◆ Source extract:
No systems in the lower range of the HQ network are affected (192.168.0.1-254).
No systems on any of the VPN's are affected.
What I've observed is the problem always exists but the impact/severity of the problem is greatly increased by one particular VPN (Site2) being enabled. When that particular VPN is up within a couple of minutes several systems stop being able to route past the gateway. When it's down fewer systems are affected and usually only for a few minutes at a time.
What makes it stranger is it's not always the same systems affected but always within the same IP range. If it's 192.168.1.x it is open season. Anything in the 192.168.0.X range on the LAN is not affected.
I should also add that we have 3 SonicPoint's also deployed at HQ and none of them are affected. I also ruled out a switch problem by enabling an interface on the SonicWALL and plugging a 'problem' system into it directly.
I suspect one of two things or a combination thereof:
1. An IP range conflict with Site2 - even though Site2 is now 192.168.75.0/24 it was previously (before the VPN) a 192.168.1.0/24 network. I have never been to this site physically but the users claim there are 'a lot of boxes with blinky lights' connected to the LAN. I'm wondering if having NETBIOS enabled for the VPN's is somehow generating this conflict and the gradual up and down (rolling outages) are from dynamically updating routing tables on the SonicWALL at HQ. I know this site has a wireless access point of some kind (could be a foreign router) and it could be hooked up to the same LAN.
This only issue with this scenario is that while the problem is drastically reduced when this VPN is disabled it's still present. One thought was that the other VPN's could be contributing to the issue (the same idea with foreign network devices connected) just not to the same extent as this particular endpoint.
2. The SonicWALL TZ210 has memory/cpu issues causing corruption in the routing tables
The issue I have with this is that the remote endpoints apparently do not have an impact are actually larger networks with more devices connected. Memory/CPU and connection counts would conceivably be more affected by turning these VPN's off and on but they're not.
Anyway, I'm getting to the point of a factory reset and recreating the entire configuration but I want to avoid that at all costs because it would signify downtime (and a considerable chunk of my time) with no guarantees of success.
Anyone have any ideas?

◆ Instructions:
#1 According to the forum post, why does the writer want to avoid a factory reset and rebuilding the whole configuration? Answer in one to three sentences.
#2 Reproduce the forum post word for word from "I should also" up to and including "into it directly.".
The items that follow have no connection to the forum post.

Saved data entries

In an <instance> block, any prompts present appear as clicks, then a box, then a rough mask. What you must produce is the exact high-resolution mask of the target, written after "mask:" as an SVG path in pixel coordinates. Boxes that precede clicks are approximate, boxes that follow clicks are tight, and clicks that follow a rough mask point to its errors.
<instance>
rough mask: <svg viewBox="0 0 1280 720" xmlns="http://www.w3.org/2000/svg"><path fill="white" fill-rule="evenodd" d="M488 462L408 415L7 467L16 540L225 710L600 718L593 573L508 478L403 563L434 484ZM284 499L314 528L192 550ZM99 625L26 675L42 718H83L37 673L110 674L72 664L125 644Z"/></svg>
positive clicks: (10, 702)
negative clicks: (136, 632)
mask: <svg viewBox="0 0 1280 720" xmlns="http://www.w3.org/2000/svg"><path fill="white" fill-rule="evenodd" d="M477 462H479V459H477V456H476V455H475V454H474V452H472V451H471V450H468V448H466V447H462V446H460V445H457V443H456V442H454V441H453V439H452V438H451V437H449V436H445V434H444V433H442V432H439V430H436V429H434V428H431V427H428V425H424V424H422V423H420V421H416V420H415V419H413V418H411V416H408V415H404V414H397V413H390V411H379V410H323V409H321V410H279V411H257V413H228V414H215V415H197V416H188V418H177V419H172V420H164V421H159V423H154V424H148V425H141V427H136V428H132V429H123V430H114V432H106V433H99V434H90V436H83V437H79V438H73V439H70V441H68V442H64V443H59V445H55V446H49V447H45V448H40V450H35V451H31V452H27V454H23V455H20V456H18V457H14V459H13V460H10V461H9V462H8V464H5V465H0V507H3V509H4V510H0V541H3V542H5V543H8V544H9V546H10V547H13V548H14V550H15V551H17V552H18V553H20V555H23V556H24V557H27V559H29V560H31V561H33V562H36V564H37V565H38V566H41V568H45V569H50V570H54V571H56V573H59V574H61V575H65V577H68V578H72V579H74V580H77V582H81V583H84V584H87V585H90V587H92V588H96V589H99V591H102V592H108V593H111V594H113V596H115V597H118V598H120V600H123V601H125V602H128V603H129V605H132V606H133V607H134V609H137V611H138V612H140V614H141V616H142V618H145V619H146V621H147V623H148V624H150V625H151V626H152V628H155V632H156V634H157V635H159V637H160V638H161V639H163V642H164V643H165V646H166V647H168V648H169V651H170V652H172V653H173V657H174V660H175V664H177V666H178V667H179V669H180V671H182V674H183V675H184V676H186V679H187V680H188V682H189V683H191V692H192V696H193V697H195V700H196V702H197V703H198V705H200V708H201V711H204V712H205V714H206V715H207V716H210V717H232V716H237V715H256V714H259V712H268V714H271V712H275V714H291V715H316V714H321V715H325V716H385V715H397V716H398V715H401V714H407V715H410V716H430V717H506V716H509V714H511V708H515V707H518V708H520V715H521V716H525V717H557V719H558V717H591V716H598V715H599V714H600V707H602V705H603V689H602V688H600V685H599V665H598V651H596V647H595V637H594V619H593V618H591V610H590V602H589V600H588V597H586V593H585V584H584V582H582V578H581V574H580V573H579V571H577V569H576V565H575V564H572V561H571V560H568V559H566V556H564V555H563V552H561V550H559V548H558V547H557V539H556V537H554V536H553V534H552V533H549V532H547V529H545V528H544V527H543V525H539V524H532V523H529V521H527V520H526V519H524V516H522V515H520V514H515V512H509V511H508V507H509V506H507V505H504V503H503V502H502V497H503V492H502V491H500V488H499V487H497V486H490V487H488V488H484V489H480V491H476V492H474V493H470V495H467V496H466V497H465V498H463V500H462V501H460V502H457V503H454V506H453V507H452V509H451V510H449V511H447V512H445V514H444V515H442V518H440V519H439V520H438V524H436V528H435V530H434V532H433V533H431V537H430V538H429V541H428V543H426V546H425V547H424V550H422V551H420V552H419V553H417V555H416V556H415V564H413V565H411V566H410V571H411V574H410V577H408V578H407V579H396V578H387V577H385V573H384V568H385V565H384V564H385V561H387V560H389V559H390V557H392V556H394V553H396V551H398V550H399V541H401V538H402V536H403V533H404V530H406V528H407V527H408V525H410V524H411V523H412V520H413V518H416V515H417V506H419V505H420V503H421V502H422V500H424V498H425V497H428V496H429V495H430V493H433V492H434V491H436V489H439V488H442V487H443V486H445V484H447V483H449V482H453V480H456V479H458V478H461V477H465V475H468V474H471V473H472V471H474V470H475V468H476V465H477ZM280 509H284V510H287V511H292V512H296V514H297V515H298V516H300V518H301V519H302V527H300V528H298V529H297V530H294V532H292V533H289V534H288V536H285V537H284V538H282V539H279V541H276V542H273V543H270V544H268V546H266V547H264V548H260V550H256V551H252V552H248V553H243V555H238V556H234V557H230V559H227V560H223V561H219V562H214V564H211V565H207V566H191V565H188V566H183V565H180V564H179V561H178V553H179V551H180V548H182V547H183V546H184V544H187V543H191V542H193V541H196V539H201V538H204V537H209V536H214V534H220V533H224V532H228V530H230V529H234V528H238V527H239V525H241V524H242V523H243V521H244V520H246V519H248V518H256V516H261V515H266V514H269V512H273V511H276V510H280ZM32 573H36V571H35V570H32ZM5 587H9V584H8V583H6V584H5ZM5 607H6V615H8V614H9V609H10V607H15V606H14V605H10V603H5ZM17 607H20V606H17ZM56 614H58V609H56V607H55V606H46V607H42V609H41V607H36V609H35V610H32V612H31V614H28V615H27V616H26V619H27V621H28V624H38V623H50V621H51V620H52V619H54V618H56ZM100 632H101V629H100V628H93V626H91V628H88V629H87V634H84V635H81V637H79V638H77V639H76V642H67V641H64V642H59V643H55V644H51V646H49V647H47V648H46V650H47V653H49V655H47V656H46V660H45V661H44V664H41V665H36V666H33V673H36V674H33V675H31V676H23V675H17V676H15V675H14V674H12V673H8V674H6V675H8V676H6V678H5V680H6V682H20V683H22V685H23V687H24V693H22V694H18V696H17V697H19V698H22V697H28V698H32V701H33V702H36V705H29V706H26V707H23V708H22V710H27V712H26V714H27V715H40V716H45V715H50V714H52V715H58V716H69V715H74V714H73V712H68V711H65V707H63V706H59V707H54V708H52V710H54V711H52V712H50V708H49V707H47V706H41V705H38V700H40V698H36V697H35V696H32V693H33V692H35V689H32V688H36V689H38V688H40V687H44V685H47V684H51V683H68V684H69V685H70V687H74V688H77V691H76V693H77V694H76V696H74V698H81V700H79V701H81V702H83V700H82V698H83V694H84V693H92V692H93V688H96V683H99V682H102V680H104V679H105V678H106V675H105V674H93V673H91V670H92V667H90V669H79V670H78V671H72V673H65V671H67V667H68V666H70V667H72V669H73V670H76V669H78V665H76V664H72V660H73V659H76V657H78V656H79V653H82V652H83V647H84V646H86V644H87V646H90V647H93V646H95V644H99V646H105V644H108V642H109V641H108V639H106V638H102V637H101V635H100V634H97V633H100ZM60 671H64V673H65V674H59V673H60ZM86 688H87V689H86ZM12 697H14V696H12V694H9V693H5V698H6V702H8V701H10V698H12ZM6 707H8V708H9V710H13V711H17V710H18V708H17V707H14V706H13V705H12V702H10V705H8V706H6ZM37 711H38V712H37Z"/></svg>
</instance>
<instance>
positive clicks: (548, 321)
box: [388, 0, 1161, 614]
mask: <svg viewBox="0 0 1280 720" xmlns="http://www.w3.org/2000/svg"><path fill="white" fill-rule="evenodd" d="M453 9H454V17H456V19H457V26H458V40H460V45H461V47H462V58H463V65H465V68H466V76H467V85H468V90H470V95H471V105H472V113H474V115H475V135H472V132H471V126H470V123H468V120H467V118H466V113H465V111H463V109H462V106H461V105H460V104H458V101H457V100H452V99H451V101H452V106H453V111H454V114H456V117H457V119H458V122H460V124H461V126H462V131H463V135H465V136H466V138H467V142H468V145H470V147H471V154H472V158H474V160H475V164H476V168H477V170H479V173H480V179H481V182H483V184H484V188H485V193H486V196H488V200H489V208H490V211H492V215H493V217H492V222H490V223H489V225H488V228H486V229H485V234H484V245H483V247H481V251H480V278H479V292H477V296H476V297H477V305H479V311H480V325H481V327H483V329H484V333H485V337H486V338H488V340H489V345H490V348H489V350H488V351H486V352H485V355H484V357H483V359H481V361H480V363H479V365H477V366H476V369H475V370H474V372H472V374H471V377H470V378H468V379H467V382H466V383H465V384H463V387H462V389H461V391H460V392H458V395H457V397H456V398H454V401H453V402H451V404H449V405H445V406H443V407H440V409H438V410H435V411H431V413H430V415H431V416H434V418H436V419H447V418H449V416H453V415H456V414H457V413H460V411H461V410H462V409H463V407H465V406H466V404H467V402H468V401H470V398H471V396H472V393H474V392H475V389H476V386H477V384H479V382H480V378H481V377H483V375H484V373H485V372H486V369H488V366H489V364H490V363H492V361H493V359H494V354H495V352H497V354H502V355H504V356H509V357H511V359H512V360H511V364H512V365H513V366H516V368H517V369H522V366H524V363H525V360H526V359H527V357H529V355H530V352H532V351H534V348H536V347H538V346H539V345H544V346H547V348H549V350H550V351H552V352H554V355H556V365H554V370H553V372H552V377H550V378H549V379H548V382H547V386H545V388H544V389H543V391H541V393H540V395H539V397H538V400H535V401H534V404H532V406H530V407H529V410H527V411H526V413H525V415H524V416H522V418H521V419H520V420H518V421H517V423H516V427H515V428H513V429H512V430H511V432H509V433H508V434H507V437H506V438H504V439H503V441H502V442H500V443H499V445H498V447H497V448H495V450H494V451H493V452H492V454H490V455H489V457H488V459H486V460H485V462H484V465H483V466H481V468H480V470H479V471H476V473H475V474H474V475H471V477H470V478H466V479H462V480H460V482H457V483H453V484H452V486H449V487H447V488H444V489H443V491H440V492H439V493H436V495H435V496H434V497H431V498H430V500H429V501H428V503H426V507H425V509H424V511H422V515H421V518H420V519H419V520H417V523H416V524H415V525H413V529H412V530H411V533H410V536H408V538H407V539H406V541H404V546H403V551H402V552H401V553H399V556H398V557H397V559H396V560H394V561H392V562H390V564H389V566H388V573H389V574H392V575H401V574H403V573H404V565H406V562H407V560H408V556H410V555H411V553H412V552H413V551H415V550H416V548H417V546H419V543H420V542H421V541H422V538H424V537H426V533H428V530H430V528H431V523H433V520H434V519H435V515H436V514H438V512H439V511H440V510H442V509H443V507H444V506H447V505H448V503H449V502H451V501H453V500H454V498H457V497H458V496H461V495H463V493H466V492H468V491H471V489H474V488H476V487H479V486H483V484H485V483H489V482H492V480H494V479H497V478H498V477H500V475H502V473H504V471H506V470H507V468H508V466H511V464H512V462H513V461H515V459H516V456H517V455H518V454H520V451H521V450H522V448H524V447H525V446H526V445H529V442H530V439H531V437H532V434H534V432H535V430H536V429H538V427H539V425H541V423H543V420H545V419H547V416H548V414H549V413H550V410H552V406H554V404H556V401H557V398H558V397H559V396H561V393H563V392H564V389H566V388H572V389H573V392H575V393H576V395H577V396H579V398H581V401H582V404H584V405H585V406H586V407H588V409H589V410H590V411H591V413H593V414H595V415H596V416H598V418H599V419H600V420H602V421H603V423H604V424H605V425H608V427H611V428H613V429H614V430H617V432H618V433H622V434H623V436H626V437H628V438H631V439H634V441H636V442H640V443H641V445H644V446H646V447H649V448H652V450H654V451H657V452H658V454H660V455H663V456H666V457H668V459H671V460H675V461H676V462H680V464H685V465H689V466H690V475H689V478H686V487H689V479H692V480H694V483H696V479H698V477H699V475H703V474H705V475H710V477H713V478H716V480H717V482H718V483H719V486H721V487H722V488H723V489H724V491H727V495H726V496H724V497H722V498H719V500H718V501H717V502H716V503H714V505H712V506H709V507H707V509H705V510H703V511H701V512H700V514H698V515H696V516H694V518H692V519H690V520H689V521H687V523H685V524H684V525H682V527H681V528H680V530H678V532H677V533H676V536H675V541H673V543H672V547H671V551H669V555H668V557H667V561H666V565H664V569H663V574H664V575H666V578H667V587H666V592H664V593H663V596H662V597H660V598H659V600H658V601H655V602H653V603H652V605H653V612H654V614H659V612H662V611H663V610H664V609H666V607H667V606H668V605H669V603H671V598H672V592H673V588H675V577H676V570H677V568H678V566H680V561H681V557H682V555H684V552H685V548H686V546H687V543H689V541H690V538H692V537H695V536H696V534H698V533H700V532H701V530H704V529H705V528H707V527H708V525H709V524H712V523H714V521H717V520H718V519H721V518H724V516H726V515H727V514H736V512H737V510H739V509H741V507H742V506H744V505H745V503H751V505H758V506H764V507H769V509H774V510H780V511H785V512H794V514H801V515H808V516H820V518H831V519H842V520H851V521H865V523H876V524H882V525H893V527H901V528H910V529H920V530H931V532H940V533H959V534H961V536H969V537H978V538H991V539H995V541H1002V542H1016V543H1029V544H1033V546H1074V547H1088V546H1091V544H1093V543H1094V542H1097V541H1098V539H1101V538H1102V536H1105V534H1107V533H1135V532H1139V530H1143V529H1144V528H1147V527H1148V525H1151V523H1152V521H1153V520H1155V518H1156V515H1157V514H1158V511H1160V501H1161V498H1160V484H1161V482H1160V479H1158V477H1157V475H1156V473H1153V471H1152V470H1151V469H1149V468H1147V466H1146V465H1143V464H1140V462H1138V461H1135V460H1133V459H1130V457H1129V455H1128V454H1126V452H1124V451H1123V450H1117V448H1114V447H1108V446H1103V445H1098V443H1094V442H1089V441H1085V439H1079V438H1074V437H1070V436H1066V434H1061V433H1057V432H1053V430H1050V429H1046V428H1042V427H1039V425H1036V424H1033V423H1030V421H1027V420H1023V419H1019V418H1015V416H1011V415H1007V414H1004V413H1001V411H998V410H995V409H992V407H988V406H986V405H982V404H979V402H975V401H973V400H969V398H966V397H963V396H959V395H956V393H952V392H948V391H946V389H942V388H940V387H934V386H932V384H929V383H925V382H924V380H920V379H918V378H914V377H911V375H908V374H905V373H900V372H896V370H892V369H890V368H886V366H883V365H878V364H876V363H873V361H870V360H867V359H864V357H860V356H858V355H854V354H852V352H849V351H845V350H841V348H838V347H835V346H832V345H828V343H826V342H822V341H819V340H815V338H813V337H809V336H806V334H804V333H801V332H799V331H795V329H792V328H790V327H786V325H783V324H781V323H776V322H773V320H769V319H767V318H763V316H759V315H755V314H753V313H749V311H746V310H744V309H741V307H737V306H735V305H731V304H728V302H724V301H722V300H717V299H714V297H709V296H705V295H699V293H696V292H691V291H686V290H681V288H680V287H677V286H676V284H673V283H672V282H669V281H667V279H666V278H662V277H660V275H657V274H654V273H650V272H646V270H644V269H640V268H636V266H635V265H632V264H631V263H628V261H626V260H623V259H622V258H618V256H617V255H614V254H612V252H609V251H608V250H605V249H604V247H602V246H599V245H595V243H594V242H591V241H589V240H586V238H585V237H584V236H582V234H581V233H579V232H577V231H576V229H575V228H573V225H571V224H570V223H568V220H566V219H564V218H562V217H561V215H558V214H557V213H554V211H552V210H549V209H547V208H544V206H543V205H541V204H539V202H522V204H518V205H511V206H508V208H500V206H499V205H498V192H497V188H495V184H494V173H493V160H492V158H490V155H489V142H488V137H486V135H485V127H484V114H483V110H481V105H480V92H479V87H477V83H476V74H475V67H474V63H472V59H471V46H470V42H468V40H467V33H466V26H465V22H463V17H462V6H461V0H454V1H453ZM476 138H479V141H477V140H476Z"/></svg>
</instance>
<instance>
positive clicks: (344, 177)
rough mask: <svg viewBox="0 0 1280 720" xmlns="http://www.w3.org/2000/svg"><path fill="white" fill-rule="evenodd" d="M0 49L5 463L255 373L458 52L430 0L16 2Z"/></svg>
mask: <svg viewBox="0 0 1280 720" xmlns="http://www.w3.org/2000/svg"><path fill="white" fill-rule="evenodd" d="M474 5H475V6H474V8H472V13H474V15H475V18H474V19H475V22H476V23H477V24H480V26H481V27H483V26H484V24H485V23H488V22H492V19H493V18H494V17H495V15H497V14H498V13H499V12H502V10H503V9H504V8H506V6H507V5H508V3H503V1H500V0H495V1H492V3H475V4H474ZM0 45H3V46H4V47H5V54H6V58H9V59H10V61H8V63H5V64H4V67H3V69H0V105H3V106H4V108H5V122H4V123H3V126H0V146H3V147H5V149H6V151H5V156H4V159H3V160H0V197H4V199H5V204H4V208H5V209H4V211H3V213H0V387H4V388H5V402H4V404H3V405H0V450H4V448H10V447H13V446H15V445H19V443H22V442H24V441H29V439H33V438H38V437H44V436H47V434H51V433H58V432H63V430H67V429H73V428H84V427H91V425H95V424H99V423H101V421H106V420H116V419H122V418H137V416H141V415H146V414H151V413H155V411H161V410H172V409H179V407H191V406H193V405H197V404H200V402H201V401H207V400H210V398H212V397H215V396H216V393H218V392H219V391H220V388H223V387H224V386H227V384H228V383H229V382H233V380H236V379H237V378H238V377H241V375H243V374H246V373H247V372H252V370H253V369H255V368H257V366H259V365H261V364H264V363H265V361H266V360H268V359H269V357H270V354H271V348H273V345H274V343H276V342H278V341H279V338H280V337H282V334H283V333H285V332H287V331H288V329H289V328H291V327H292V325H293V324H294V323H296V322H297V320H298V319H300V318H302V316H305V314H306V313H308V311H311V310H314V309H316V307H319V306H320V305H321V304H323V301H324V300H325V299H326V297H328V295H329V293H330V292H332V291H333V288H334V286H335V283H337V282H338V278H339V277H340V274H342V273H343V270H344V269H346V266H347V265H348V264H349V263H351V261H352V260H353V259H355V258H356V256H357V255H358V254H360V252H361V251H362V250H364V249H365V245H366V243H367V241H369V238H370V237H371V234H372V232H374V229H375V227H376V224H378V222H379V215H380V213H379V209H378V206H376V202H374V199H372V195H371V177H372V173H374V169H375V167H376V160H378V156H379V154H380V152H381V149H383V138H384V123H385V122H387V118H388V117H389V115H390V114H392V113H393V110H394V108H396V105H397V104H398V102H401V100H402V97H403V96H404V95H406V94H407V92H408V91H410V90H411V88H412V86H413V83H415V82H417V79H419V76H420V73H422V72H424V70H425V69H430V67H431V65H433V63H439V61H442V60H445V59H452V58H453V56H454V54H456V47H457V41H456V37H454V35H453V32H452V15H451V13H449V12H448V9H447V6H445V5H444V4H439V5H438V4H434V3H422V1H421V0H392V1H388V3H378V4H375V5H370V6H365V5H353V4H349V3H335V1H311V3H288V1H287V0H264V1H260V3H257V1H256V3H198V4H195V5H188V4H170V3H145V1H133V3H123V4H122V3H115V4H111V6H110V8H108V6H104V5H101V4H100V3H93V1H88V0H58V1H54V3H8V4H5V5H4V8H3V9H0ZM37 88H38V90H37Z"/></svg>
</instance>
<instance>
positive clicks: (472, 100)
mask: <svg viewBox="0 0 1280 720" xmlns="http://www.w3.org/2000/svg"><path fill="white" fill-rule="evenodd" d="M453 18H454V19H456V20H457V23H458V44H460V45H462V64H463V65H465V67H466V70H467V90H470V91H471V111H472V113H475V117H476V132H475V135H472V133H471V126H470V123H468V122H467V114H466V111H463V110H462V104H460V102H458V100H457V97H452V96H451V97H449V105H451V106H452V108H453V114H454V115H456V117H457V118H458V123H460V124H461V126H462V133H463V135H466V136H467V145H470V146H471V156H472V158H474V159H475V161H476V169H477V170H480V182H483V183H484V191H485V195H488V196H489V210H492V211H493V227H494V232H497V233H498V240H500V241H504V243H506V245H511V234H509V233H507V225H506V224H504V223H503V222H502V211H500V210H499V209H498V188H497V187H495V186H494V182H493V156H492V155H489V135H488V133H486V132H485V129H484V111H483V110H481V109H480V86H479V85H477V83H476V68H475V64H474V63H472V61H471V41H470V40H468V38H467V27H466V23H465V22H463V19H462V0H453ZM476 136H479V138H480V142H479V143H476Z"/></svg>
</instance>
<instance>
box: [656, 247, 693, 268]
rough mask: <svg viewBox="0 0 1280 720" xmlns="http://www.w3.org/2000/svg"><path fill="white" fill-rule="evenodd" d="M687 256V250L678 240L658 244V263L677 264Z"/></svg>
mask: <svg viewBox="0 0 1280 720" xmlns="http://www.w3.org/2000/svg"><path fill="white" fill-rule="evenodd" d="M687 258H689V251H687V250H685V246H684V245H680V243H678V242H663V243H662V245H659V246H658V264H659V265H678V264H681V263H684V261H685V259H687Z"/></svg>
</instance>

◆ Activity answers:
#1 The writer wants to avoid it because it would mean downtime and a considerable chunk of the writer's time, with no guarantee that it would fix the problem.

#2
I should also add that we have 3 SonicPoint's also deployed at HQ and none of them are affected. I also ruled out a switch problem by enabling an interface on the SonicWALL and plugging a 'problem' system into it directly.